## Consigne:
Pouvez-vous recopier intégralement, sans y changer un seul mot ni un signe, le passage sur George Nepia ?

George Nepia est considéré comme la première grande vedette du rugby international, le premier joueur "hors norme", vu comme une attraction en soi. Son impact fut à peu près comparable à celui de Serge Blanco ou de Jonah Lomu bien plus tard. Évidemment, en Europe, on le remarquait aussi pour sa peau cuivrée et ses traits polynésiens caractéristiques, même s’il ne fut pas le premier Maori à porter le maillot noir. Mais il fut assez brillant pour inspirer ses lignes en 1925 à un journaliste anglais : "La question n’est pas de savoir si George Nepia est le plus grand arrière de l’histoire, mais qui, parmi les autres, serait digne de faire les lacets de ses chaussures Cotton Oxford." Ces lignes ont été écrites durant la longue tournée de 1924-1925, celle des "Invincibles", le principal théâtre de la carrière de Nepia alors âgé de 19 ans.

## Extrait du corpus:
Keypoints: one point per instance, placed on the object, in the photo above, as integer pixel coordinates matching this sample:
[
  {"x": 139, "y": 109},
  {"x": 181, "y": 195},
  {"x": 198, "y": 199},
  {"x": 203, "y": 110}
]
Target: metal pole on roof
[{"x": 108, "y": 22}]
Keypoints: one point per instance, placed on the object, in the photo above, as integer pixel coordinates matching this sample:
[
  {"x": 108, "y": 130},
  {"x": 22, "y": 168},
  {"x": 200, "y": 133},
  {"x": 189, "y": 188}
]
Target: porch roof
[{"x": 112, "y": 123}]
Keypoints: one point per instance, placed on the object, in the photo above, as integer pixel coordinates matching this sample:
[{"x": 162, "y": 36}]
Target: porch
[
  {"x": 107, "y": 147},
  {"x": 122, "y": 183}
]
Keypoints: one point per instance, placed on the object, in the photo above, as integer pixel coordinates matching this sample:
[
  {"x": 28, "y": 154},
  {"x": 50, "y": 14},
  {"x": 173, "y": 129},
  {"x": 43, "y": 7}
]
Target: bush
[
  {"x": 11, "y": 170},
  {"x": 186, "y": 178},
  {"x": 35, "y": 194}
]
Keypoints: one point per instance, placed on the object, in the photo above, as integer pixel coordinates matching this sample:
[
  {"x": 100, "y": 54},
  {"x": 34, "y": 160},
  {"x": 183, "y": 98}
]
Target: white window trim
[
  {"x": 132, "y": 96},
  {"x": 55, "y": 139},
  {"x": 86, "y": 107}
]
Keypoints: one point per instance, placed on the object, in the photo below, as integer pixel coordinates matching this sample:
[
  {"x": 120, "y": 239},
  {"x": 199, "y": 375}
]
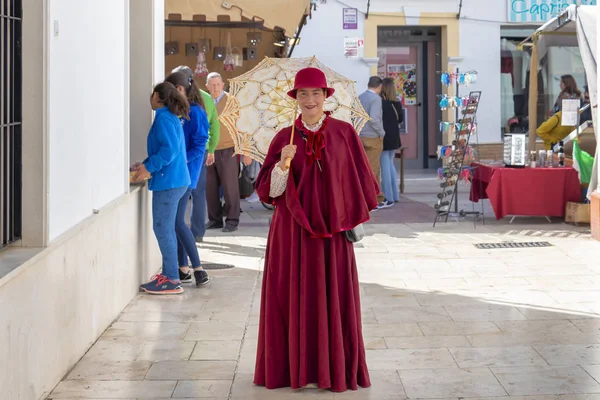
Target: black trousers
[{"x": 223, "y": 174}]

## Solution:
George Nepia est considéré comme la première grande vedette du rugby international, le premier joueur "hors norme", vu comme une attraction en soi. Son impact fut à peu près comparable à celui de Serge Blanco ou de Jonah Lomu bien plus tard. Évidemment, en Europe, on le remarquait aussi pour sa peau cuivrée et ses traits polynésiens caractéristiques, même s’il ne fut pas le premier Maori à porter le maillot noir. Mais il fut assez brillant pour inspirer ses lignes en 1925 à un journaliste anglais : "La question n’est pas de savoir si George Nepia est le plus grand arrière de l’histoire, mais qui, parmi les autres, serait digne de faire les lacets de ses chaussures Cotton Oxford." Ces lignes ont été écrites durant la longue tournée de 1924-1925, celle des "Invincibles", le principal théâtre de la carrière de Nepia alors âgé de 19 ans.